**SET TASK**
Express the lines from the one containing "Can you see the driver" up to and including the one containing "[[559, 144], [440, 346], [11, 219]]" as a JSON list of strings, with one string per line and any blank lines omitted.

● ● ● ● ● ● ●

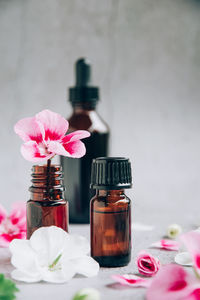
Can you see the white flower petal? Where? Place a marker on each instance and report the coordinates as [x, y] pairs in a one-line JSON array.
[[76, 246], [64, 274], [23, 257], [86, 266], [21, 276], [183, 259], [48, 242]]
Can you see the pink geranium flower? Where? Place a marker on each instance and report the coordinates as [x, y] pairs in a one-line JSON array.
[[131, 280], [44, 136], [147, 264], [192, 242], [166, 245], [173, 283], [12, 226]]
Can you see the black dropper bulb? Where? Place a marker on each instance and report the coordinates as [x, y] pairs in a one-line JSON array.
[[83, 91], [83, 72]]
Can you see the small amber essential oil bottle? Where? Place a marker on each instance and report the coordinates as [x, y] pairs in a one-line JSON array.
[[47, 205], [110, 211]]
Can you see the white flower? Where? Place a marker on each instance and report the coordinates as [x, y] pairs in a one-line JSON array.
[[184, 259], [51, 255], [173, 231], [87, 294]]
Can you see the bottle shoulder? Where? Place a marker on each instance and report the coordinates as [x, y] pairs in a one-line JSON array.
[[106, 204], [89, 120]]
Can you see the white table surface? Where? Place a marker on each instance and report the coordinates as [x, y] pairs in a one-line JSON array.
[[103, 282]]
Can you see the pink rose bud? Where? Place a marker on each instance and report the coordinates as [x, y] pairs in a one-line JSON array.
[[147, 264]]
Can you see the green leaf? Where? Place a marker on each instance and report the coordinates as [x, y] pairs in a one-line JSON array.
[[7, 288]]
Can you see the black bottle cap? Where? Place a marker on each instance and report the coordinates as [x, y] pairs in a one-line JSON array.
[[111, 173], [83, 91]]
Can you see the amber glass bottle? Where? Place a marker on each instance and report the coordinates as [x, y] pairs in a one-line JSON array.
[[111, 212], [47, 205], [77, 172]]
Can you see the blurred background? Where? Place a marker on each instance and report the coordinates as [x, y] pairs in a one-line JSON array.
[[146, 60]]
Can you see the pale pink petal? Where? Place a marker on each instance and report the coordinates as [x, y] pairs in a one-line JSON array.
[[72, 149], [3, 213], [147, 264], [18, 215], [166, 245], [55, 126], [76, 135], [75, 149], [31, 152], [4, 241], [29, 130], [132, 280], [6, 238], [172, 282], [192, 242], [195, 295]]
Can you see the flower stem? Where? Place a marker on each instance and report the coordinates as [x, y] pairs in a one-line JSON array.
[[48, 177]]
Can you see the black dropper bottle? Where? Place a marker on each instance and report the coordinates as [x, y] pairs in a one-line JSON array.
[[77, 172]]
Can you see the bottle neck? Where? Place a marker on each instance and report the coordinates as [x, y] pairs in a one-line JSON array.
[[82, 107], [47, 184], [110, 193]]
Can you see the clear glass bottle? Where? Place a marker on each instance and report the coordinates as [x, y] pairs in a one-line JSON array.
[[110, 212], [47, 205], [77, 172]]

● ● ● ● ● ● ●

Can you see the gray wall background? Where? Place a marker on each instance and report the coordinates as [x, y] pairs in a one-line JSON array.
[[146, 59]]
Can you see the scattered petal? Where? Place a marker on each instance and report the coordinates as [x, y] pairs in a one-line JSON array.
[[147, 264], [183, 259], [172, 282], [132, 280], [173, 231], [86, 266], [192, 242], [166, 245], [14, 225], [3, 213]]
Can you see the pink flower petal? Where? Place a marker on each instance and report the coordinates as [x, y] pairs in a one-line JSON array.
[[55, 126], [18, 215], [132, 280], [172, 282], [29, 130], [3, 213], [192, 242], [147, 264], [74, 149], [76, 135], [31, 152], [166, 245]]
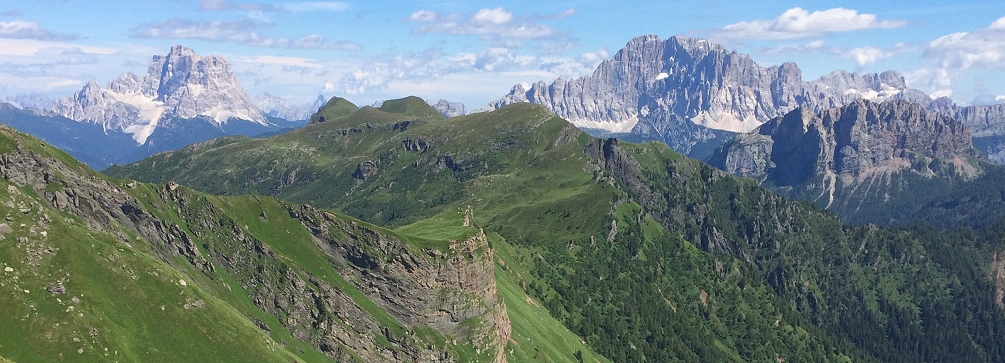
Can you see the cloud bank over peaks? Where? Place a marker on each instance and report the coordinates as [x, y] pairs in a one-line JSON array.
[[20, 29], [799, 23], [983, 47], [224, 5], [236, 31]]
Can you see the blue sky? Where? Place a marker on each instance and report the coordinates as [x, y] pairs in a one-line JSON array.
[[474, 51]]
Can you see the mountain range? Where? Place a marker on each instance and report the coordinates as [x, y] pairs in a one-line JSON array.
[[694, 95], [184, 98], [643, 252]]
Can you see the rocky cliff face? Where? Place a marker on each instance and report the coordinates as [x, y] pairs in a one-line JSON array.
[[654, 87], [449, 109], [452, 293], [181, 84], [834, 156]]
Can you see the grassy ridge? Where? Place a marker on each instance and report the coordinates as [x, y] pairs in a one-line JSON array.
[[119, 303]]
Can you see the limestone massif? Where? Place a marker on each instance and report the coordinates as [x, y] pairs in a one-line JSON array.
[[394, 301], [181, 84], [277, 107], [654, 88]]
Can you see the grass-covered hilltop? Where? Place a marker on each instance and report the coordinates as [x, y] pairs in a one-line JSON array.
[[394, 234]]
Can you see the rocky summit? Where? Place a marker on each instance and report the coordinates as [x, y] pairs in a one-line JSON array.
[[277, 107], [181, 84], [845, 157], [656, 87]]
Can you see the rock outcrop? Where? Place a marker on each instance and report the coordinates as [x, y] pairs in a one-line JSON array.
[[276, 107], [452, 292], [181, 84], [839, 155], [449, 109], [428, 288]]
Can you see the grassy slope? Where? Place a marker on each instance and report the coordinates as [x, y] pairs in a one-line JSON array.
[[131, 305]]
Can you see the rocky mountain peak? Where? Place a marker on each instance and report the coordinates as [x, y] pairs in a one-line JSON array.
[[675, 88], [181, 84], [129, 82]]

● ● ● ● ● ● ●

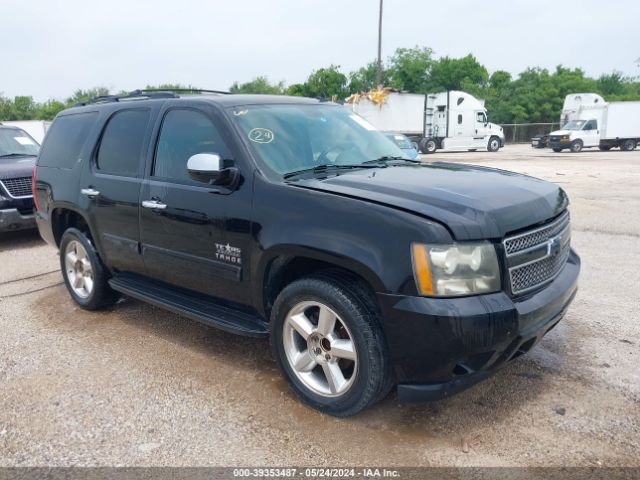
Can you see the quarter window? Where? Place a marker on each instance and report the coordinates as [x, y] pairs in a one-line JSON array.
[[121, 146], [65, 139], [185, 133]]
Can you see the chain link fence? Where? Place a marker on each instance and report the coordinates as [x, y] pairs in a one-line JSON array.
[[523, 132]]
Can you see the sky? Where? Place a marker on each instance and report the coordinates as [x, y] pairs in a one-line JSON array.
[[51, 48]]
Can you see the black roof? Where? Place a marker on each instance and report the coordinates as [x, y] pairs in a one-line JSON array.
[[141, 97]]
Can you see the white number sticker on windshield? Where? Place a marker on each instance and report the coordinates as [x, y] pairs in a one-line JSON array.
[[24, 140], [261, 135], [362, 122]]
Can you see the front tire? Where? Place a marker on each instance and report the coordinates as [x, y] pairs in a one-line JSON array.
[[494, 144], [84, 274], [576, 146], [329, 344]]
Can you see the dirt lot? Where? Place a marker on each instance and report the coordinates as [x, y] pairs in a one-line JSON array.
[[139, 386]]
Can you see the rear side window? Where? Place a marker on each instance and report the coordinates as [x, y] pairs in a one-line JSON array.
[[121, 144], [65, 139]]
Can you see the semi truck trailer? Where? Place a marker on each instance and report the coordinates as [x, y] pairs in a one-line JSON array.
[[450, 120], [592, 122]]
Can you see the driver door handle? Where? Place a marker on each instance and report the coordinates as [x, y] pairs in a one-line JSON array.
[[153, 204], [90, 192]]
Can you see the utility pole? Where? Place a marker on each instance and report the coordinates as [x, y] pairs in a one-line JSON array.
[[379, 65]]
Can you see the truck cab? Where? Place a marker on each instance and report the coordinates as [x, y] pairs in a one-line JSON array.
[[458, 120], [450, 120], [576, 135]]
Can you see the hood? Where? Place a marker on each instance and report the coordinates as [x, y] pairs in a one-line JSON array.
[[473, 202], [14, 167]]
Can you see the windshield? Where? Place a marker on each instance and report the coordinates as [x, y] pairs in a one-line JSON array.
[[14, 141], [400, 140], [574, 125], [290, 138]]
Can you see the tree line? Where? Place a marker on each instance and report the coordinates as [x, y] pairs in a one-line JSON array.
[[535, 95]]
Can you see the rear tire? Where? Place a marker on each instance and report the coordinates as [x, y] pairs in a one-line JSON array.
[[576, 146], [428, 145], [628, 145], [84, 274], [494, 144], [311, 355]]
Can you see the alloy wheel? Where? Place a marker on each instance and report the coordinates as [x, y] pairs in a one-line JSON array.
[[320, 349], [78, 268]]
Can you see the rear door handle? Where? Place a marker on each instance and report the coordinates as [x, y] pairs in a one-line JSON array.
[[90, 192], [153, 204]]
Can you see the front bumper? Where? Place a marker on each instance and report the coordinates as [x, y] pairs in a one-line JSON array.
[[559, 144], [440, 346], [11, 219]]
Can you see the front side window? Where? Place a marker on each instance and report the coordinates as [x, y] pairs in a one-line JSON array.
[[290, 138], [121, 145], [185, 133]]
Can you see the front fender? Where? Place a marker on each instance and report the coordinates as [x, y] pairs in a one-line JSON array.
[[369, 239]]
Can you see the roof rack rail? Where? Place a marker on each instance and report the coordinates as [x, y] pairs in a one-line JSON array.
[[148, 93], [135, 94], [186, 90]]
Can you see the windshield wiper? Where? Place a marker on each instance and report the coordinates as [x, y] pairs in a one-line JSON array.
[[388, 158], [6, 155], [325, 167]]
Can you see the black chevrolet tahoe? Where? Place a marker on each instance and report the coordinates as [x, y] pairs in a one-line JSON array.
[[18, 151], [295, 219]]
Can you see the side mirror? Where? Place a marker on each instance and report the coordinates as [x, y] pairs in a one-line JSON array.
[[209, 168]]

● ● ● ● ● ● ●

**WRITTEN SOLUTION**
[
  "Can you see the driver door handle? Where? Place a marker on each instance and report the coordinates as [x, y] pairs in a one-line JSON array.",
  "[[153, 204], [90, 192]]",
  "Can you see the utility pole? Where? Place a marker on each instance and report the coordinates as [x, y] pairs in a one-line JSON array.",
  "[[379, 65]]",
  "Can you see the truck cab? Where? Place a marker on each instance and report the coordinates as [x, y] pairs in a one-line JSON array.",
  "[[458, 120], [450, 120], [576, 135]]",
  "Can you see the hood? Where? Place a marker on each instance and report the coordinates as [x, y] pairs in a one-line JSON array.",
  "[[473, 202], [14, 167]]",
  "Can you see the windshield? Where? Place a marker on each instance and report the coordinates as [x, y] pairs in a one-line JSON array.",
  "[[14, 141], [400, 140], [574, 125], [290, 138]]",
  "Can you see the tree line? Where? Place a marker on each instance and report the coordinates as [x, y] pairs in a one-line JSON array.",
  "[[535, 95]]",
  "Can you see the rear tire? Where? Place a marker on each instance and report the coordinates as [x, y] pairs in a one-line JSON array.",
  "[[576, 146], [428, 145], [628, 145], [84, 274], [494, 144], [311, 355]]",
  "Can you see the alloy wheel? Where? Place a marker on each instance and report the coordinates as [x, y] pairs in a one-line JSON array.",
  "[[320, 349], [78, 268]]",
  "Can you see the rear door handle? Where? Place a marker on each instance and report the coordinates as [x, y] pairs in a one-line JSON array.",
  "[[90, 192], [153, 204]]",
  "Can you see the front bumper? Where? Place a marker on each instance and report the coordinates as [x, y] pairs in a one-line JSON array.",
  "[[559, 144], [440, 346], [11, 219]]"
]